TEXT TO READ:

The Court asserts that
"the Congress has practically abandoned its original practice of
utilizing the coercive sanction of contempt proceedings at the bar
of the House."
This was to be expected. It may be that, back in the twenties
and thirties, Congress could spare the time to conduct contempt
hearings, but that appears impossible now. The Court places a
greater burden in the conduct of contempt cases before the courts
than it does before "the bar of the House." It cites with approval
cases of contempt tried before a House of the Congress where no
more safeguards were present than we find here. In contempt
prosecutions before a court, however, the majority places an
investigative hearing on a par with a criminal trial, requiring
that
"knowledge of the subject to which the interrogation is deemed
pertinent . . . must be available [to the witness] with the same
degree of explicitness and clarity that the Due Process Clause
requires in the expression of any element of a criminal
offense."
I know of no such claim ever being made before. Such a
requirement has never been thought applicable to investigations,
and is wholly out of place when related to the informing
function
Page 354 U. S. 225
of the Congress.
See Frankfurter, Hands Off The
Investigations, 38 New Republic, May 21, 1924, p. 329, 65 Cong.Rec.
9080-9082. The Congress does not have the facts at the time of the
investigation, for it is the facts that are being sought. In a
criminal trial, the investigation has been completed, and all of
the facts are at hand. The informing function of the Congress is,
in effect, "a study by the government of circumstances which seem
to call for study in the public interest."

Excerpts from a point labeling dataset
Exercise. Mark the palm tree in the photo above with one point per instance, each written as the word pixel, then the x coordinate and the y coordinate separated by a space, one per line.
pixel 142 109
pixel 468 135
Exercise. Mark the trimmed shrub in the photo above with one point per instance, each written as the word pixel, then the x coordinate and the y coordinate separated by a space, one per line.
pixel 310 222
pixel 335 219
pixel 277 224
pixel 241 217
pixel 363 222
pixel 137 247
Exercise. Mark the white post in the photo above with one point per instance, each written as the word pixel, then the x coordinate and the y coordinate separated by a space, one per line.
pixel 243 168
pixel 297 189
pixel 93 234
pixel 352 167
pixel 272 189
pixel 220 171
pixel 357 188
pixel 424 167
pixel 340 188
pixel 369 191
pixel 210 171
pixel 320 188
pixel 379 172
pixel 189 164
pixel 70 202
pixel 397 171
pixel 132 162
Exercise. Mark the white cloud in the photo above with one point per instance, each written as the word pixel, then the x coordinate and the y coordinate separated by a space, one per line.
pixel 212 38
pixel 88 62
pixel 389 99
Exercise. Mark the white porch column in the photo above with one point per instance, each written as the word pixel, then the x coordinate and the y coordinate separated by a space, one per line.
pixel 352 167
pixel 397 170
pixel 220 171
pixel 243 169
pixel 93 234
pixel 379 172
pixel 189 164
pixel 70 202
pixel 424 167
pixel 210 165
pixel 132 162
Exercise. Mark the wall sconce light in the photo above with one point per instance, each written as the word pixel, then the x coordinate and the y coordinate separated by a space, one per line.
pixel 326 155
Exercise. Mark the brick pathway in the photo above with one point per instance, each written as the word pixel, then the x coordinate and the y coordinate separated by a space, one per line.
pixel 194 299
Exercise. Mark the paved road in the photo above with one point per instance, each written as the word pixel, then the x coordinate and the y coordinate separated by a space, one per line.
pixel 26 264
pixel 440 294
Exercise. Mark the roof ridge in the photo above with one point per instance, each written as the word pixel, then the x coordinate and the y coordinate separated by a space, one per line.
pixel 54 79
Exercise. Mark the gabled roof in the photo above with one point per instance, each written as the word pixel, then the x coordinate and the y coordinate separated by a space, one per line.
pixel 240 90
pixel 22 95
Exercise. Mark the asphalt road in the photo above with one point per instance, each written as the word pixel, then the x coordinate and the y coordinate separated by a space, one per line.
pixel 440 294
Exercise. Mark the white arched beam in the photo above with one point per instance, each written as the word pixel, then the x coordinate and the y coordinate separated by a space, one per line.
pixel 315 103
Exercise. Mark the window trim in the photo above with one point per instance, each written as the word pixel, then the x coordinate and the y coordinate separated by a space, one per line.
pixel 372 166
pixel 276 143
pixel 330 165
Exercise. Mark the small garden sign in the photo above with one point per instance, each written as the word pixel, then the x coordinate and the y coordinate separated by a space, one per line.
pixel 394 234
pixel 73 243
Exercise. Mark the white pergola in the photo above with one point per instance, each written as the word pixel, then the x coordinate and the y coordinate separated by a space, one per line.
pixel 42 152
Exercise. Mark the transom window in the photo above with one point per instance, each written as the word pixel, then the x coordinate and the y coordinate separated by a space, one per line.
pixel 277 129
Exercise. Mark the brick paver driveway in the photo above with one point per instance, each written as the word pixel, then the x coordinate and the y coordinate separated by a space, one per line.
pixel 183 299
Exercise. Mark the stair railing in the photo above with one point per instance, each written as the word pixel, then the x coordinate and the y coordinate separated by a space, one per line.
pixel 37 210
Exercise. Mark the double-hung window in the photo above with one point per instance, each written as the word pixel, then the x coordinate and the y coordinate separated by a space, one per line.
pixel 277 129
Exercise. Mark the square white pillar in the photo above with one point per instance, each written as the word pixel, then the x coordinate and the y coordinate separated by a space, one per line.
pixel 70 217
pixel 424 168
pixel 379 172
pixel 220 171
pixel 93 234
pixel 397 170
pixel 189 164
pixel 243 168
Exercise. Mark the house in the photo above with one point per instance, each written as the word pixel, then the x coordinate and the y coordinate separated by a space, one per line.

TASK DETAILS: Can you continue the passage on contempt proceedings and congressional investigations, picking up after its last sentence?

WRITTEN REPLY:
See Black,
Inside a Senate Investigation, 172 Harper's Magazine, Feb.1936,
pp.275, 278. In the conduct of such a proceeding, it is impossible
to be as explicit and exact as in a criminal prosecution. If the
Court is saying that its new rule does not apply to contempt cases
tried before the bar of the House affected, it may well lead to
trial of all contempt cases before the bar of the whole House in
order to avoid the restrictions of the rule. But this will not
promote the result desired by the majority. Summary treatment, at
best, could be provided before the whole House because of the time
factor, and such treatment would necessarily deprive the witness of
many of the safeguards in the present procedures. On review here,
the majority might then find fault with that procedure.
III
Coming to the merits of Watkins' case, the Court reverses the
judgment because: (1) The subject matter of the inquiry was not
"made to appear with undisputable clarity" either through its
"charter" or by the Chairman at the time of the hearing and,
therefore, Watkins was deprived of a clear understanding of "the
manner in which the propounded questions [were] pertinent thereto",
and (2) the present committee system of inquiry of the House, as
practiced by the Un-American Activities Committee, does not provide
adequate safeguards for the protection
Page 354 U. S. 226
of the constitutional right of free speech. I subscribe to
neither conclusion.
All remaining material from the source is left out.